- [What the exercise asks] Print the lines below exactly as they appear, from the first line through the line containing "[309,0,313,46]", including both ends. Leave the pictures out of your answer.

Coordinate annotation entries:
──────────

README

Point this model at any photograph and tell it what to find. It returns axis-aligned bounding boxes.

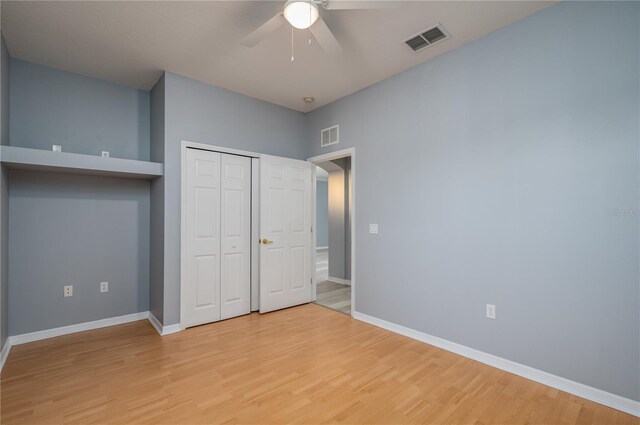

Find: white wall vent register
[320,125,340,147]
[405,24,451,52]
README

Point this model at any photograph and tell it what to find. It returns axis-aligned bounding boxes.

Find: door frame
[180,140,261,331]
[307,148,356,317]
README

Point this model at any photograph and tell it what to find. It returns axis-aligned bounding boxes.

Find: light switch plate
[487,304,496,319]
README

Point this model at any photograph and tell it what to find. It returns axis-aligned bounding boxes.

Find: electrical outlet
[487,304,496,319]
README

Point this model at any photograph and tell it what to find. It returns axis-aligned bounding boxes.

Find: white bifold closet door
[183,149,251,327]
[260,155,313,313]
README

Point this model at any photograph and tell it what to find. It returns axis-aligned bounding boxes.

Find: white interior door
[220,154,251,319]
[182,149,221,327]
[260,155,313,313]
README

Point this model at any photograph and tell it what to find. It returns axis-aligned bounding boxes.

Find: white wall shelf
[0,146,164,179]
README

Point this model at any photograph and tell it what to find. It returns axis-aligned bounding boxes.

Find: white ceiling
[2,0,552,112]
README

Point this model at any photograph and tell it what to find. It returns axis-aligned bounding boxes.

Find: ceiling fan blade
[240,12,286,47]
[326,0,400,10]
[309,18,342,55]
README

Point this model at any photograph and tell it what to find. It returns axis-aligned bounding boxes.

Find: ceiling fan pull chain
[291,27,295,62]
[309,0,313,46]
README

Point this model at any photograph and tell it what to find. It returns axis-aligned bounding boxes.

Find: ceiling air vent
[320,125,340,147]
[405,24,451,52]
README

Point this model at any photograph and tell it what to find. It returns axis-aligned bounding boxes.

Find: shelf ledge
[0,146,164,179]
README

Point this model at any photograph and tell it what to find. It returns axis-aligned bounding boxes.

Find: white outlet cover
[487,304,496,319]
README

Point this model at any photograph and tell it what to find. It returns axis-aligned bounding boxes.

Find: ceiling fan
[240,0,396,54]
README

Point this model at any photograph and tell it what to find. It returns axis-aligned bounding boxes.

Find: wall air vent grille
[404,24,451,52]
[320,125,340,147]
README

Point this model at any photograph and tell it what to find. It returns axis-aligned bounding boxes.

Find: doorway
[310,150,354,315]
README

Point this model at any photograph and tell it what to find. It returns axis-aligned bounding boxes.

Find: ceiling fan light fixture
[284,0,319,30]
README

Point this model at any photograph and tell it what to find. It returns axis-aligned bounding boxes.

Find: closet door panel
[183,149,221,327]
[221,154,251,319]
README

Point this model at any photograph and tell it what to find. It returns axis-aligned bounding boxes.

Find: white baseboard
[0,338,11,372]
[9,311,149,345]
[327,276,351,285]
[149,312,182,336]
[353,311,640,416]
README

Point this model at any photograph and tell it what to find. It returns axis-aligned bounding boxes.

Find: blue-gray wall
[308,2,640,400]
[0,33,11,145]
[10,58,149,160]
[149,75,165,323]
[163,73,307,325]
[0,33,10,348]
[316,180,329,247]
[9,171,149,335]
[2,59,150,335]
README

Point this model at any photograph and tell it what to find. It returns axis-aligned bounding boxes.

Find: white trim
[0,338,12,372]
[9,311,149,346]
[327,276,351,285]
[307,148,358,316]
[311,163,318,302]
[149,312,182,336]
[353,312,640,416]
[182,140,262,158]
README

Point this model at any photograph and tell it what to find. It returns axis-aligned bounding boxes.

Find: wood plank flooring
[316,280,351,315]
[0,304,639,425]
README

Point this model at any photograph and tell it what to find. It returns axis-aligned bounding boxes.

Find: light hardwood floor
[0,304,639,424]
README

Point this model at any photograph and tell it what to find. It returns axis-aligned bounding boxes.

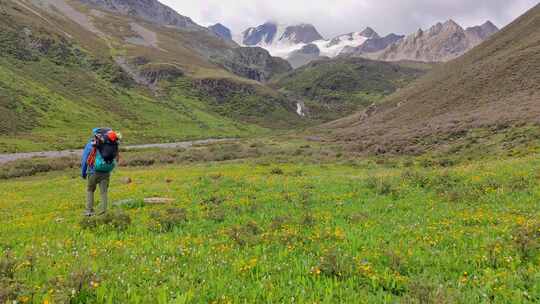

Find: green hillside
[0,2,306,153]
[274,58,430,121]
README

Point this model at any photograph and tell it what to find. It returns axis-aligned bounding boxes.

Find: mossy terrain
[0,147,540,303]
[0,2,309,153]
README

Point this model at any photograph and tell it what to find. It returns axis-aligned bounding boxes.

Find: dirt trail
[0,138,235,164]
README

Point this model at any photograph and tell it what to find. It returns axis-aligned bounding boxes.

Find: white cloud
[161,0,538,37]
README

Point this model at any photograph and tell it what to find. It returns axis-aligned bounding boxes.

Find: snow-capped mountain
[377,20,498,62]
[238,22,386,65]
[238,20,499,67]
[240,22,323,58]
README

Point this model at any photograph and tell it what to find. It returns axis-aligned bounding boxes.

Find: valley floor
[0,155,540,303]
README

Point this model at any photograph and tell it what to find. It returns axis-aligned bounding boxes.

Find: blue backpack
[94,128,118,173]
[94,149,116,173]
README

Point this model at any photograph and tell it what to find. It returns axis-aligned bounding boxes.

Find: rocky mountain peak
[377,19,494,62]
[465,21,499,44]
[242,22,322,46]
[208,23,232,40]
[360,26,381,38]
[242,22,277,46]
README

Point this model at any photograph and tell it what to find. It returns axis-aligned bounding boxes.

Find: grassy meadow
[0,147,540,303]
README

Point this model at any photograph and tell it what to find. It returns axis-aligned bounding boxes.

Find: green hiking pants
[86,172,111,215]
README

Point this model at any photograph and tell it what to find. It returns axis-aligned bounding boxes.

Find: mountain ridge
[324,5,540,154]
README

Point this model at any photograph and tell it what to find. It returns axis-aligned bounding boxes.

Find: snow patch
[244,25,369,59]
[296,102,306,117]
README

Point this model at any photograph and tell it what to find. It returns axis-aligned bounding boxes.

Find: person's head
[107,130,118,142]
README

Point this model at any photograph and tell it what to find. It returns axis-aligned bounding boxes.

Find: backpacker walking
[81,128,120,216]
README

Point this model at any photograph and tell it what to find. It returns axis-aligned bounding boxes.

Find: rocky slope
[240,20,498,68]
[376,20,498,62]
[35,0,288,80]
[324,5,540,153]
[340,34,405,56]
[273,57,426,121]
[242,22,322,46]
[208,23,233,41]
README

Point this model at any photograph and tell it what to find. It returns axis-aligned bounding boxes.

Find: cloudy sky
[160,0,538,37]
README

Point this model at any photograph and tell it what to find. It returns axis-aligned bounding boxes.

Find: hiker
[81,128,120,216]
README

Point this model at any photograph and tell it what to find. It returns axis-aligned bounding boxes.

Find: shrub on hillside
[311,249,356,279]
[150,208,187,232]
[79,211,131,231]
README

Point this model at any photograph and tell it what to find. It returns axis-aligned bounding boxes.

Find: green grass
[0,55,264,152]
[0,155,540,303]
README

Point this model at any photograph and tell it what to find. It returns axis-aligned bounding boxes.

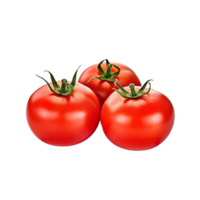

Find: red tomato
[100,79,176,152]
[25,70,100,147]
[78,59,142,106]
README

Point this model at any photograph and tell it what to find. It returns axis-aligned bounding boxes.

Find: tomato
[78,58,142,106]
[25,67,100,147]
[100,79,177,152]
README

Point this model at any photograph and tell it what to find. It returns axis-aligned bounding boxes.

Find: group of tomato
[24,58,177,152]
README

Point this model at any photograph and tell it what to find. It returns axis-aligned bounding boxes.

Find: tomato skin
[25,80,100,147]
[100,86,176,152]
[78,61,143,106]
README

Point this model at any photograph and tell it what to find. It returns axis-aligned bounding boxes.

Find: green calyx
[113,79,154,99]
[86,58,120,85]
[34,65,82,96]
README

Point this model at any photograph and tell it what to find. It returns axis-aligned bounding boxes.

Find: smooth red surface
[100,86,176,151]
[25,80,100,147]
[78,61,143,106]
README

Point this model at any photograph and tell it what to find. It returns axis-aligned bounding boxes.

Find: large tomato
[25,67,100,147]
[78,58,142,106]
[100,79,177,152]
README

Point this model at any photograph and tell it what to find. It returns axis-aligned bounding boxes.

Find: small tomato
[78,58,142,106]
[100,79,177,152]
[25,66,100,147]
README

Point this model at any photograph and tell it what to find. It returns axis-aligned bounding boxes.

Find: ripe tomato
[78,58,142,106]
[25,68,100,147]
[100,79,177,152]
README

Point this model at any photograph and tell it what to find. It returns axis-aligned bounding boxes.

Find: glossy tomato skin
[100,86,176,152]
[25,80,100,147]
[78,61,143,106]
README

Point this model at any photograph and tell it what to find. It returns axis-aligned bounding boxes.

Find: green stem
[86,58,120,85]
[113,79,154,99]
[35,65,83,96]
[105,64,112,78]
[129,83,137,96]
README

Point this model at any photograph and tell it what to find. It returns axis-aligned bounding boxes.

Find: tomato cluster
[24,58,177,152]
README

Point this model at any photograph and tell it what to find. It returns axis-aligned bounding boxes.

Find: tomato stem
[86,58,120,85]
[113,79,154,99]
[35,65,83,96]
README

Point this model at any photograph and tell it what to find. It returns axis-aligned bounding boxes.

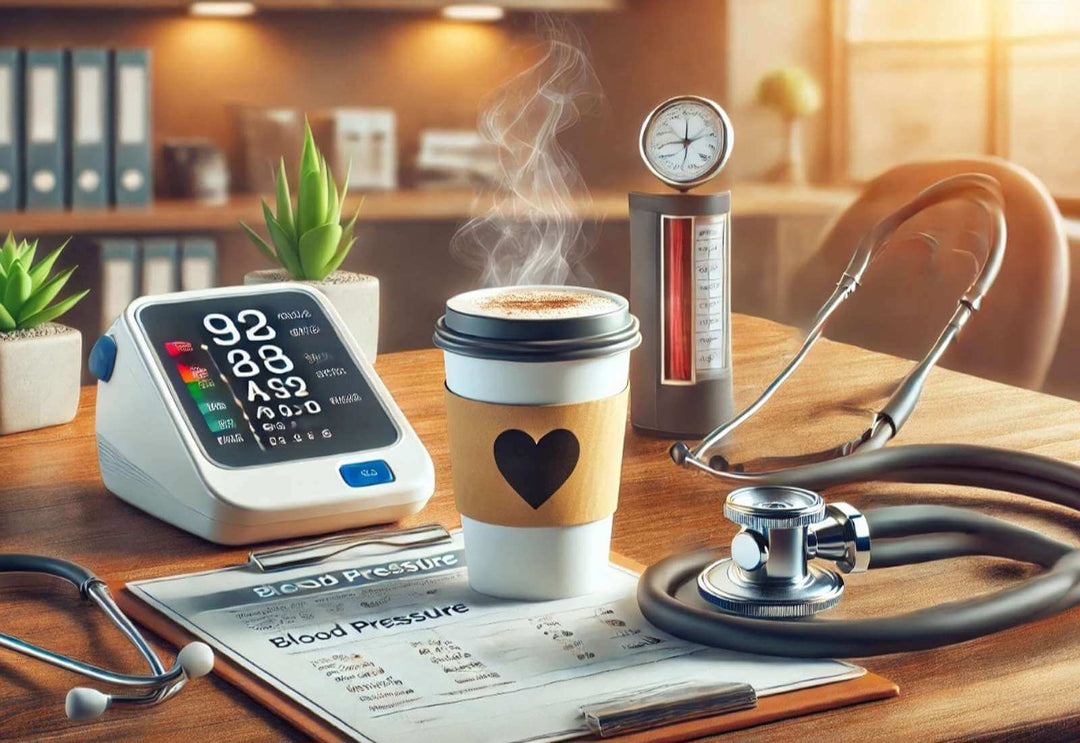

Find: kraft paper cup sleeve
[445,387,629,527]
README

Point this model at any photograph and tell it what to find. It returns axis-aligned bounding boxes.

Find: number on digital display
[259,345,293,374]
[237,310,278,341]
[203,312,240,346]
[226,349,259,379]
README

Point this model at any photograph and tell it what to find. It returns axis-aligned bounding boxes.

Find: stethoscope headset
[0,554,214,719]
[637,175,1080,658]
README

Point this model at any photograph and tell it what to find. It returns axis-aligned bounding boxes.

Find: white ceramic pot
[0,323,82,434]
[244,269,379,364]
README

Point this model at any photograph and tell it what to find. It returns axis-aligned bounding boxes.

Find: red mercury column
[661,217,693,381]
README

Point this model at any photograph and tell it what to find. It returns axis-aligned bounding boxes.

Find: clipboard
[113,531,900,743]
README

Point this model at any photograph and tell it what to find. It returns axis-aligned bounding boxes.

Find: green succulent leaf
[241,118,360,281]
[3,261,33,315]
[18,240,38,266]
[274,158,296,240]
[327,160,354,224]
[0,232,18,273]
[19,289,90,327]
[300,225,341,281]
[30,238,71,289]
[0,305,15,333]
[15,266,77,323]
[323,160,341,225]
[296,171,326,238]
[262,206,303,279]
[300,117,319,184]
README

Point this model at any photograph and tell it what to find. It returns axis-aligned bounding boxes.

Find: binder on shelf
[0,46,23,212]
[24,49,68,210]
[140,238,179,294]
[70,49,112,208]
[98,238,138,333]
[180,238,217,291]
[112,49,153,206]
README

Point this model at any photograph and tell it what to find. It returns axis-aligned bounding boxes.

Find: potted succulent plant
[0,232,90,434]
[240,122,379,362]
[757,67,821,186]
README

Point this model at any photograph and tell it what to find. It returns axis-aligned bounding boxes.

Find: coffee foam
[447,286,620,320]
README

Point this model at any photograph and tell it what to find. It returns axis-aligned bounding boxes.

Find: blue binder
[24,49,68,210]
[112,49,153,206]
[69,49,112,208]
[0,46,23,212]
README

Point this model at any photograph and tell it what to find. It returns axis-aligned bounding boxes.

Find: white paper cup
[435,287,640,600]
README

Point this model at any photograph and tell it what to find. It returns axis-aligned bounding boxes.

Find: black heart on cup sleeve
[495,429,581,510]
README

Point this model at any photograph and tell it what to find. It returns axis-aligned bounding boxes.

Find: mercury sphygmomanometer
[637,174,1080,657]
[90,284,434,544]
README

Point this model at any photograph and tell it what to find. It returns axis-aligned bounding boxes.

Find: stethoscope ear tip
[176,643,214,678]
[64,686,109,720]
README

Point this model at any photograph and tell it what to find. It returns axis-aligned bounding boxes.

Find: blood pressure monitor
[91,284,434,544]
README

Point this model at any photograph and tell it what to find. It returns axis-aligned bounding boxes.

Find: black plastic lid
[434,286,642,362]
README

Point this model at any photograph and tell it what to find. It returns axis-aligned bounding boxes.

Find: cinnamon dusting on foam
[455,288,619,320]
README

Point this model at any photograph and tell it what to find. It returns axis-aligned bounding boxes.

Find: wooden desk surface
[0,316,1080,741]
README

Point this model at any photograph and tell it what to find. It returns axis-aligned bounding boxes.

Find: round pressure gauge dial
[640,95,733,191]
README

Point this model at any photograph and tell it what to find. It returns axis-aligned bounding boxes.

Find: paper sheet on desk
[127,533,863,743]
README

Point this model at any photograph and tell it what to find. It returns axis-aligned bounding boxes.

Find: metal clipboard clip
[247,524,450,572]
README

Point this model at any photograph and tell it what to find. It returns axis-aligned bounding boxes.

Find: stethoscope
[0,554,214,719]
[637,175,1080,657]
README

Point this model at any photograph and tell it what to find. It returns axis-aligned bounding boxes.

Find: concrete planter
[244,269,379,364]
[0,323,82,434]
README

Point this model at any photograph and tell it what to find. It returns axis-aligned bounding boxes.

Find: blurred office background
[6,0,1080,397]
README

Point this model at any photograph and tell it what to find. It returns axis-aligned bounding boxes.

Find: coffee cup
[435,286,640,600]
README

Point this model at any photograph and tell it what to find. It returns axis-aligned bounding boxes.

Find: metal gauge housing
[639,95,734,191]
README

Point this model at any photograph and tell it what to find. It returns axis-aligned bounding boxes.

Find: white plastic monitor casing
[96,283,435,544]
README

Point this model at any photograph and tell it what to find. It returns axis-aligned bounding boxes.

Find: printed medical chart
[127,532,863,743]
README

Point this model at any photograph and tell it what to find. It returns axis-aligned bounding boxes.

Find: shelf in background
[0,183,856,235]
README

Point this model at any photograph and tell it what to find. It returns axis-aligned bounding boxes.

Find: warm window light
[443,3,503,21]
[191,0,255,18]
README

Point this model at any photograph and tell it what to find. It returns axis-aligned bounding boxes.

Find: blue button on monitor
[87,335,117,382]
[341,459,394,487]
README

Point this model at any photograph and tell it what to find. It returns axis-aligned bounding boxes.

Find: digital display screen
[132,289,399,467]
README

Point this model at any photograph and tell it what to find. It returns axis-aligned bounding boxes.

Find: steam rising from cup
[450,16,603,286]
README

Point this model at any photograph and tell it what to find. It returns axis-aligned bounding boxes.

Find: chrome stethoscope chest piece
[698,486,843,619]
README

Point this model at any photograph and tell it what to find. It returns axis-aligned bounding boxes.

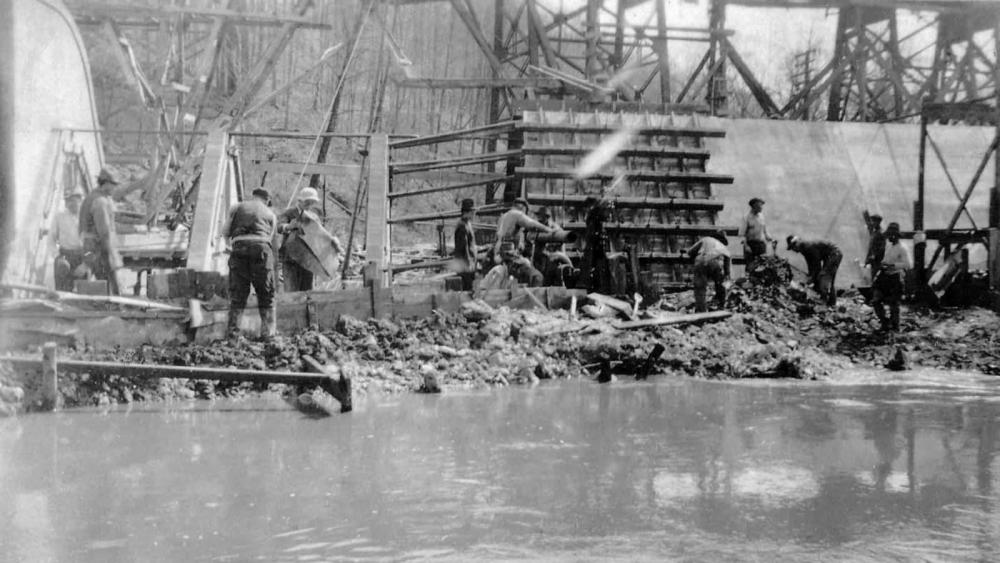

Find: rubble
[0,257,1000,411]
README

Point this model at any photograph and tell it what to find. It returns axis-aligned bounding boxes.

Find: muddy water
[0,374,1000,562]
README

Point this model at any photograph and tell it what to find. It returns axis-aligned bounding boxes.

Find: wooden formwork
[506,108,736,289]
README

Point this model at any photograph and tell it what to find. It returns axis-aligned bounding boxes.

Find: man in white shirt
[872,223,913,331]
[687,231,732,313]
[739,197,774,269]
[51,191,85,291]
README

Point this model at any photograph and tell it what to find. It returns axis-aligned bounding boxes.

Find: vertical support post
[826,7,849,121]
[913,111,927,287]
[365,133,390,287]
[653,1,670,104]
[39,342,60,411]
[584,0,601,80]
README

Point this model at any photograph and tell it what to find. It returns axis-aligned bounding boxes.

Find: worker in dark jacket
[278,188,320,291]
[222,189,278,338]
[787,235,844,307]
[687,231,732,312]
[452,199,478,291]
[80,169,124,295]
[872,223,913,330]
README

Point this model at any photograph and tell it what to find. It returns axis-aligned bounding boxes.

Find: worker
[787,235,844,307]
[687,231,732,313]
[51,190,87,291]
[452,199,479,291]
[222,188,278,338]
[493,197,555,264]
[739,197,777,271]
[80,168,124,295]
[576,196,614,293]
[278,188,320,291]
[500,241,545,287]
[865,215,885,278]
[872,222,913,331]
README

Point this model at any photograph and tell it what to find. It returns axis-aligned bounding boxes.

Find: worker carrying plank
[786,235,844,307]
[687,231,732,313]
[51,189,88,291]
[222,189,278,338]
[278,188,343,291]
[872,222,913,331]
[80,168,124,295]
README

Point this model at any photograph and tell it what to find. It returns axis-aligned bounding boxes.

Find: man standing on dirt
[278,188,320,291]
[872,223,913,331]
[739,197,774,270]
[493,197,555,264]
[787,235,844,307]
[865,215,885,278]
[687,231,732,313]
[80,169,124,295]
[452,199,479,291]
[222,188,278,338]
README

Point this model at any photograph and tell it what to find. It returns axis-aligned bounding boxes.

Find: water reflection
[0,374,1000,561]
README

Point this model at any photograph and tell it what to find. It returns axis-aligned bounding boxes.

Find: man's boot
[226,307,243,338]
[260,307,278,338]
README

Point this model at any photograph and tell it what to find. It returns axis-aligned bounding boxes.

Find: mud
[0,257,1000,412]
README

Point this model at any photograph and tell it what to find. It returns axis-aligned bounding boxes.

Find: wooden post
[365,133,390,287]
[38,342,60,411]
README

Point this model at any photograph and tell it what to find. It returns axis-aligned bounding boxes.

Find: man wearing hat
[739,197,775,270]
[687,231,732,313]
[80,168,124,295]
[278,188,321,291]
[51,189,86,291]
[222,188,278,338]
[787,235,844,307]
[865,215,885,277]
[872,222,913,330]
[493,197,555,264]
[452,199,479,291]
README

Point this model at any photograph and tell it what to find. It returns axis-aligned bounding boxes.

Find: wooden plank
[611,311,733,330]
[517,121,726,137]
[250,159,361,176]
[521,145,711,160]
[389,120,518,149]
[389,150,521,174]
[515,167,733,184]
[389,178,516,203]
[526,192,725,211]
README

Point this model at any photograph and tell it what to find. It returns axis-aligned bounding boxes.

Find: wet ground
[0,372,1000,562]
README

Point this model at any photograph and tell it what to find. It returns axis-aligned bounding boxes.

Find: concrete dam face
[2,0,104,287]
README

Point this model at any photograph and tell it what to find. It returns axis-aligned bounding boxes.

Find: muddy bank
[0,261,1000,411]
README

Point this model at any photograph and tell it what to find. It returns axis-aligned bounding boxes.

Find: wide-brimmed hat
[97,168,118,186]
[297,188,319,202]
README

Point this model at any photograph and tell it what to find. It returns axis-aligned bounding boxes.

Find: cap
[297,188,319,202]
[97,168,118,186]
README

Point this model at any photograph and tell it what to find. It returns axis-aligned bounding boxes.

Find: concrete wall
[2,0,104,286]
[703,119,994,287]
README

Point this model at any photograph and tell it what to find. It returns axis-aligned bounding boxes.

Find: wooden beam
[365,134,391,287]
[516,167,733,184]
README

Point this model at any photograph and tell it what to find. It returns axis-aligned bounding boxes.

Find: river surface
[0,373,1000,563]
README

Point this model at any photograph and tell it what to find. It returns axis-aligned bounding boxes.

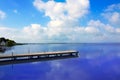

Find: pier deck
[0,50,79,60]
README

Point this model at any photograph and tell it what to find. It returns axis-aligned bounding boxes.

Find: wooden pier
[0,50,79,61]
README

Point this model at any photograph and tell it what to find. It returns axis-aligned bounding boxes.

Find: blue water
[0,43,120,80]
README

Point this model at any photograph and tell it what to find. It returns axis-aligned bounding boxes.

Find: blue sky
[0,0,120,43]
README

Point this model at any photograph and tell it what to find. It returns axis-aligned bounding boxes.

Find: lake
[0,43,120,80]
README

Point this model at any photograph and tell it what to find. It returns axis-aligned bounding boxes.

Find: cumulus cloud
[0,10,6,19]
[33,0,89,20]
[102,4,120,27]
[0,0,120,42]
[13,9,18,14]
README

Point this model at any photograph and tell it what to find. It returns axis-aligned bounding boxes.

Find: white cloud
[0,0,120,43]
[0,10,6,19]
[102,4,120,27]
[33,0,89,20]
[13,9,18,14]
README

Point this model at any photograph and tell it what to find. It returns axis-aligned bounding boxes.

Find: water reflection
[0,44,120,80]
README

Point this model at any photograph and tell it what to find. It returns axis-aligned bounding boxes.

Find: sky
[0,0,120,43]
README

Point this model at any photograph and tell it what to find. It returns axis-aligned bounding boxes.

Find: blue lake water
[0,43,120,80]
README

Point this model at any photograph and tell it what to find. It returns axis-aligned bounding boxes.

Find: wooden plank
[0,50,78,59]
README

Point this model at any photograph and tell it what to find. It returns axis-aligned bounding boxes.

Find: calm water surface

──────────

- [Reply to the exercise]
README

Point this model at any photograph and tell it what to find. It returns axis-aligned bounding boxes.


Find: white wall vent register
[320,125,340,147]
[405,24,451,52]
README

Point this model at any photograph and tell it what to find. It returns axis-aligned bounding boxes.

Find: door frame
[180,140,261,331]
[307,148,356,317]
README

Point this model at any photograph and tell it what to find. It returns axis-aligned bounding boxes.

Find: light switch plate
[487,304,496,319]
README

Point this model at any photograph and tell it what to find. It returns axis-aligned bounding boxes.

Find: electrical outlet
[487,304,496,319]
README

Point this model at any photograph and tell it what to find. It returns axis-aligned bounding boxes.

Find: white bifold closet door
[183,149,251,327]
[260,155,313,313]
README

Point this model at any photograph and tell it what to find. It returns axis-aligned bounding boxes.

Find: white interior door
[220,154,251,319]
[182,149,221,327]
[260,155,313,313]
README

Point this model at any photograph and tell it what to find. It returns axis-aligned bounding boxes.

Find: white wall shelf
[0,146,164,179]
README

Point this model at any photograph and tell it what to find. It returns axis-aligned bounding boxes.

Find: white ceiling
[2,0,552,112]
README

Point this model at any photograph and tell it what to find. It returns axis-aligned bounding boxes.

Find: ceiling fan blade
[240,12,286,47]
[326,0,400,10]
[309,18,342,55]
README

Point this model at any photograph and tell it what to find. It returns axis-aligned bounding boxes.

Find: ceiling fan pull chain
[291,27,295,62]
[309,0,313,46]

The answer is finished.